Es ist immer wieder verblüffend, welche Fantasien manche Menschen beim Thema Flüchtlinge entwickeln. Manche glauben tatsächlich, Menschen würden ohne triftigen Grund ihre Heimat und ihre Verwandten verlassen und auf der Flucht über das Mittelmeer ihr Leben riskieren, nur weil sie sich von Europa ein neues Smartphone erträumen. Man spricht verächtlich von „Wirtschaftsflüchtlingen“. Vor welcher Wirtschaft fliehen aber diese Menschen wirklich? Im Kosovo hocken sie in ungeheizten Wohnungen oder Baracken und leben im Schnitt von 1,90 Euro pro Tag. Es gibt keine Krankenversorgung, kaum Ärzte, keine Sicherheit welcher Art auch immer. Wer vom Hunger krank wird, stirbt. Wer Krebs kriegt, stirbt. Wer eine Blinddarmentzündung hat, stirbt. In weiten Teilen Afrikas ist es noch schlimmer. Dort gibt es nichts mehr, worauf ein Mensch hoffen könnte, gar nichts. Staaten zerfallen und lassen nacktes Chaos zurück, in dem Terroristenbanden morden und nichts, wirklich gar nichts mehr funktioniert. Wer vor solch einer Wirtschaft flüchtet, macht das nicht aus einer Laune heraus, sondern weil es ums nackte Überleben geht, das dort, von wo man flieht, nicht mehr möglich ist.

■ AUSGEWÄHLTE ZEILEN ■
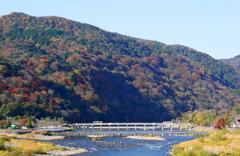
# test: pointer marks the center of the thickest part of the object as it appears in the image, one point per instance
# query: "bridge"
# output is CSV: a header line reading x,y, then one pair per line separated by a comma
x,y
132,126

■ AUFGABENSTELLUNG ■
Beantworte drei kurze Fragen zum Text über Flüchtlinge:
(a) Von wie viel Geld leben die Menschen im Kosovo im Schnitt pro Tag?
(b) Mit welchem Wort spricht man laut Text verächtlich von den Geflüchteten?
(c) Wer mordet in dem Chaos, das zerfallende Staaten in weiten Teilen Afrikas zurücklassen?
Die Zeilen stammen aus einer anderen Quelle als der Textauszug.

■ LÖSUNG DER AUFGABE ■
(a) Sie leben im Schnitt von 1,90 Euro pro Tag.
(b) Man spricht verächtlich von „Wirtschaftsflüchtlingen“.
(c) Terroristenbanden morden in diesem Chaos.